### EXERCISE INSTRUCTIONS:
Word for word, retype every entry in the listing.

### GIVEN INFORMATION:
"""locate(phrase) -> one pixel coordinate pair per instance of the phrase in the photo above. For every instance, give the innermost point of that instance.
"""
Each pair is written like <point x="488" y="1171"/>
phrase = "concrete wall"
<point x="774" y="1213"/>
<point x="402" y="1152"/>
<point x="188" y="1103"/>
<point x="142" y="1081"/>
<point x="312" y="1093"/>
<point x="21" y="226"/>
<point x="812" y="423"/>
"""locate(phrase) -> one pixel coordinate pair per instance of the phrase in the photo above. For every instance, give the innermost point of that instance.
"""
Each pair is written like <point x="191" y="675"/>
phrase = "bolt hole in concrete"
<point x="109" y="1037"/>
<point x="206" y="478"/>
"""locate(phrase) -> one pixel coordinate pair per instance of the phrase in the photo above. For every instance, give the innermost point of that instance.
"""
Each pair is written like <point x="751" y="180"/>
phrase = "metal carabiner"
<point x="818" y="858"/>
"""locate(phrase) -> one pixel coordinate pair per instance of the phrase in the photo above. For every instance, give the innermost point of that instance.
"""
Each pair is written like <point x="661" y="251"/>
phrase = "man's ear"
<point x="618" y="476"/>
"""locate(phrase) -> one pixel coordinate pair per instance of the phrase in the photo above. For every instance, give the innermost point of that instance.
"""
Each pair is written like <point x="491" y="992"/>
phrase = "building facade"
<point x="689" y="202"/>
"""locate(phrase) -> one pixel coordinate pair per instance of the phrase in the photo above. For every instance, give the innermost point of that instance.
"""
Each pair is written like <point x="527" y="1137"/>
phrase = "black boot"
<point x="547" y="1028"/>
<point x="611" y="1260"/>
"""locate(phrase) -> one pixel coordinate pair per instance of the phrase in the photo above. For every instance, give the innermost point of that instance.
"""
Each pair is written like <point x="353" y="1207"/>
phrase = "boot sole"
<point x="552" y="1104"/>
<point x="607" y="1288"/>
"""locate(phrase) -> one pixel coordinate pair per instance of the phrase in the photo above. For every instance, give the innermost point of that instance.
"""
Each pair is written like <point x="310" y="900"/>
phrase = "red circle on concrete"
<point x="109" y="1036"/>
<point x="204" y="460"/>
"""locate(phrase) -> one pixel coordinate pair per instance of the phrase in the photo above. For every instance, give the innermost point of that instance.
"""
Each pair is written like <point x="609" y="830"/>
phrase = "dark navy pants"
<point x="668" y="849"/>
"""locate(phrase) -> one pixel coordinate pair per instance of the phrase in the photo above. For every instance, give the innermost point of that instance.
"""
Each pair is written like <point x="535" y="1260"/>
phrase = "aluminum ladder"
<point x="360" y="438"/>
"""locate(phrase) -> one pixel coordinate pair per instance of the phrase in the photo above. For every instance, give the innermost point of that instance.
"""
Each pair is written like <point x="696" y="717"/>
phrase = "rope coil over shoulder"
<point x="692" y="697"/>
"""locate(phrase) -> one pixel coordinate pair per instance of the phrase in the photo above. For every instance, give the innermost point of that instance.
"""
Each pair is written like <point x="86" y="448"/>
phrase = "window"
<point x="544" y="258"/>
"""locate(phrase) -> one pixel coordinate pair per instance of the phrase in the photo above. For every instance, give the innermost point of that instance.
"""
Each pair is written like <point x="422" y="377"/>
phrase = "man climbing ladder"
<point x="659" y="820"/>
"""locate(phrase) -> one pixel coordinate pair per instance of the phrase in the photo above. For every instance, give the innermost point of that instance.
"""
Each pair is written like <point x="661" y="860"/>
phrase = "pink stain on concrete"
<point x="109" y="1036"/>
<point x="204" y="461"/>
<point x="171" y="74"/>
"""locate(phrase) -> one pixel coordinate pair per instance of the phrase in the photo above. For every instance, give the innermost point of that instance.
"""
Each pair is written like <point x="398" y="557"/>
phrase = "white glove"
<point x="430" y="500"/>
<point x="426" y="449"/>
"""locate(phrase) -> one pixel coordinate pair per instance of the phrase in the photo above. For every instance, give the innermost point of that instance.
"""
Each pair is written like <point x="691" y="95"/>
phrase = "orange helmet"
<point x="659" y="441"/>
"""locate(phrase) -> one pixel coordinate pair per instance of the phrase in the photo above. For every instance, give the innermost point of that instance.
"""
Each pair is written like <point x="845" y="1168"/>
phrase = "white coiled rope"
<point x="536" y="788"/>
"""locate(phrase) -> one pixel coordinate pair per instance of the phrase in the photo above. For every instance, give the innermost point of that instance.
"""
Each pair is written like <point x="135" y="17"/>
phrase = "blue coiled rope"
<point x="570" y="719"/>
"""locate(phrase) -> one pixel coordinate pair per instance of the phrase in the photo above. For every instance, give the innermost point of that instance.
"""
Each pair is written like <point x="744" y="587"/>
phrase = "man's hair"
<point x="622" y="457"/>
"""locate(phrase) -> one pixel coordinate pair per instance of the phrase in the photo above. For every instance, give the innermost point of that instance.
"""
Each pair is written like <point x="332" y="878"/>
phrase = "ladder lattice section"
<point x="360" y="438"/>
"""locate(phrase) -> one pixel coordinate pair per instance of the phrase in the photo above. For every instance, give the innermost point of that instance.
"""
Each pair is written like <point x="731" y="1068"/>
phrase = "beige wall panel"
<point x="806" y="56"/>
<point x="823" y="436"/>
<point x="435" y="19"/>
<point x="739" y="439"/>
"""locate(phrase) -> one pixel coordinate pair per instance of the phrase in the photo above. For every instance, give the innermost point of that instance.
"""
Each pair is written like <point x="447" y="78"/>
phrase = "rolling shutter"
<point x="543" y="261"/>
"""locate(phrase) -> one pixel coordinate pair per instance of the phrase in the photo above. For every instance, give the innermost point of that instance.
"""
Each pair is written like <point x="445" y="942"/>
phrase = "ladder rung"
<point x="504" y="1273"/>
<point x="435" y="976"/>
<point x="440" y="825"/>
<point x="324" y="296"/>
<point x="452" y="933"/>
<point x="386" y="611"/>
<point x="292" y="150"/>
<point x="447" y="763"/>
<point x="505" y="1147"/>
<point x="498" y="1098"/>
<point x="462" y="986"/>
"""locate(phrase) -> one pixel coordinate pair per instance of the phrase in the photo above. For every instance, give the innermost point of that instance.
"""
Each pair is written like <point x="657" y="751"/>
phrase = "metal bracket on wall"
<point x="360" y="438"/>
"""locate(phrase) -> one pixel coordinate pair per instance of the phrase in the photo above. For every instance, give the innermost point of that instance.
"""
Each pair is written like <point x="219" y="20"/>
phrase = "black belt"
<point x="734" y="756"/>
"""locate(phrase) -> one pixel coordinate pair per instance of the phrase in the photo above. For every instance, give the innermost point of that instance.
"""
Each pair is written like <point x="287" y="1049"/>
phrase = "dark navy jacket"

### RESULT OF THIS TASK:
"""locate(phrase) -> one pixel coordinate pair per instance of the phrase in the photo above. For every instance, give the innermost point of that instance.
"""
Each pair is written like <point x="488" y="1171"/>
phrase = "concrete wall"
<point x="774" y="1213"/>
<point x="402" y="1152"/>
<point x="188" y="1103"/>
<point x="142" y="1081"/>
<point x="312" y="1093"/>
<point x="21" y="226"/>
<point x="812" y="423"/>
"""locate(phrase) -> one pixel coordinate pair per instance of the phrase in the photo above. For every instance, give the innermost point of that instance.
"""
Each pair is written like <point x="191" y="675"/>
phrase = "bolt hole in concrete"
<point x="109" y="1037"/>
<point x="206" y="478"/>
"""locate(phrase) -> one pixel coordinate pair per instance of the phrase in the photo above. For every instance, give the innermost point of that instance.
"""
Each pair is written like <point x="751" y="180"/>
phrase = "metal carabiner"
<point x="818" y="858"/>
"""locate(phrase) -> one pixel coordinate pair per instance of the phrase in the photo above. For every instance, give the innermost point of that instance.
"""
Each pair is written like <point x="661" y="251"/>
phrase = "man's ear"
<point x="618" y="476"/>
"""locate(phrase) -> one pixel coordinate pair per instance of the phrase in the photo above. For every instance, give the innermost point of that instance.
"""
Each pair is written like <point x="491" y="992"/>
phrase = "building facade"
<point x="689" y="202"/>
"""locate(phrase) -> one pixel coordinate pair per instance of the phrase in the photo above. For every instance, give the innermost point of that instance.
"""
Each pair is written like <point x="527" y="1137"/>
phrase = "black boot"
<point x="547" y="1028"/>
<point x="611" y="1260"/>
"""locate(phrase) -> one pixel coordinate pair per instance of the phrase in the photo above. For every instance, give the innermost point of that instance.
"""
Each pair is written like <point x="353" y="1207"/>
phrase = "boot sole"
<point x="552" y="1104"/>
<point x="607" y="1288"/>
"""locate(phrase) -> one pixel coordinate pair per instance of the phrase in the photo above. For every instance, give the innermost point of that instance.
"""
Each pair is written like <point x="310" y="900"/>
phrase = "red circle on concrete"
<point x="109" y="1036"/>
<point x="204" y="460"/>
"""locate(phrase) -> one pixel coordinate pair per instance of the phrase in the photo above. For every instance, give the innermost point of that instance.
"""
Each pair is written like <point x="609" y="830"/>
phrase = "dark navy pants"
<point x="668" y="849"/>
"""locate(phrase) -> one pixel coordinate pair per instance of the phrase in the photo above. For every instance, give the innermost point of that instance.
"""
Each pair is written like <point x="535" y="1260"/>
phrase = "aluminum ladder"
<point x="360" y="438"/>
"""locate(phrase) -> one pixel coordinate pair per instance of the phrase in the photo above. For every instance, give the innermost point of that instance.
"""
Each pair is written like <point x="696" y="717"/>
phrase = "rope coil over shoulder"
<point x="692" y="697"/>
"""locate(phrase) -> one pixel coordinate pair per instance of the phrase in the photo above. For every instance, give the innermost point of that instance.
"""
Each pair is written like <point x="86" y="448"/>
phrase = "window"
<point x="544" y="258"/>
"""locate(phrase) -> one pixel coordinate pair per instance of the phrase in the photo above. For every instance, give the innermost point of that instance.
"""
Each pair is written like <point x="422" y="377"/>
phrase = "man climbing ladder"
<point x="659" y="820"/>
"""locate(phrase) -> one pixel coordinate pair per instance of the phrase in the photo above. For every instance, give the innermost point of that instance.
"""
Each pair is written like <point x="661" y="860"/>
phrase = "pink stain on concrete"
<point x="109" y="1036"/>
<point x="204" y="461"/>
<point x="171" y="74"/>
"""locate(phrase) -> one pixel coordinate pair per instance of the phrase in the photo above. For every instance, give the innermost point of that instance.
"""
Each pair is written like <point x="398" y="557"/>
phrase = "white glove"
<point x="430" y="500"/>
<point x="426" y="449"/>
"""locate(phrase) -> one pixel coordinate pair per instance of the phrase in the photo above. For every instance, give the innermost point of that instance.
"""
Each pair is written like <point x="691" y="95"/>
phrase = "orange helmet"
<point x="659" y="441"/>
"""locate(phrase) -> one pixel coordinate pair per instance of the phrase in the photo above. For every instance, give the innermost point of that instance.
"""
Each pair is written like <point x="845" y="1168"/>
phrase = "white coiled rope"
<point x="536" y="788"/>
"""locate(phrase) -> one pixel coordinate pair per instance of the phrase in the photo above. For every instance, give the innermost point of that instance.
"""
Each pair is written like <point x="135" y="17"/>
phrase = "blue coiled rope"
<point x="570" y="719"/>
"""locate(phrase) -> one pixel coordinate pair per instance of the phrase in the photo above. For every instance, give the innermost point of that instance.
"""
Each pair is written like <point x="744" y="587"/>
phrase = "man's hair"
<point x="622" y="457"/>
"""locate(phrase) -> one pixel coordinate pair per instance of the phrase in the photo above. For every instance, give the innermost point of that instance.
"""
Each pair is written like <point x="332" y="878"/>
phrase = "ladder lattice section"
<point x="360" y="438"/>
"""locate(phrase) -> one pixel coordinate pair per instance of the phrase in the photo above. For every instance, give the innermost point of that instance.
"""
Each pair is written like <point x="731" y="1068"/>
phrase = "beige wall panel"
<point x="806" y="56"/>
<point x="823" y="436"/>
<point x="435" y="19"/>
<point x="739" y="439"/>
"""locate(phrase) -> one pixel coordinate pair per instance of the phrase in the photo above. For every instance, give the innermost point of that instance.
"""
Each pair is written like <point x="447" y="78"/>
phrase = "rolling shutter"
<point x="543" y="261"/>
"""locate(phrase) -> one pixel coordinate pair per instance of the phrase in the photo above. For every instance, give the innermost point of that instance.
"""
Each pair is written like <point x="445" y="942"/>
phrase = "ladder rung"
<point x="504" y="1273"/>
<point x="435" y="976"/>
<point x="440" y="825"/>
<point x="324" y="296"/>
<point x="452" y="933"/>
<point x="386" y="611"/>
<point x="292" y="150"/>
<point x="447" y="763"/>
<point x="505" y="1147"/>
<point x="498" y="1098"/>
<point x="462" y="986"/>
"""locate(phrase) -> one pixel coordinate pair per instance of the phrase in the photo above. For every instance, give the innermost point of that instance.
"""
Each pair is written like <point x="657" y="751"/>
phrase = "metal bracket on wall"
<point x="360" y="438"/>
"""locate(phrase) -> one pixel coordinate pair per instance of the phrase in the photo above. For every instance, give the innermost point of that instance.
"""
Each pair is written like <point x="219" y="20"/>
phrase = "black belt"
<point x="734" y="756"/>
"""locate(phrase) -> one pixel coordinate pair per instance of the phrase in the photo above. For every instance, give the innermost point of that instance.
"""
Each pair is written like <point x="287" y="1049"/>
phrase = "dark navy jacket"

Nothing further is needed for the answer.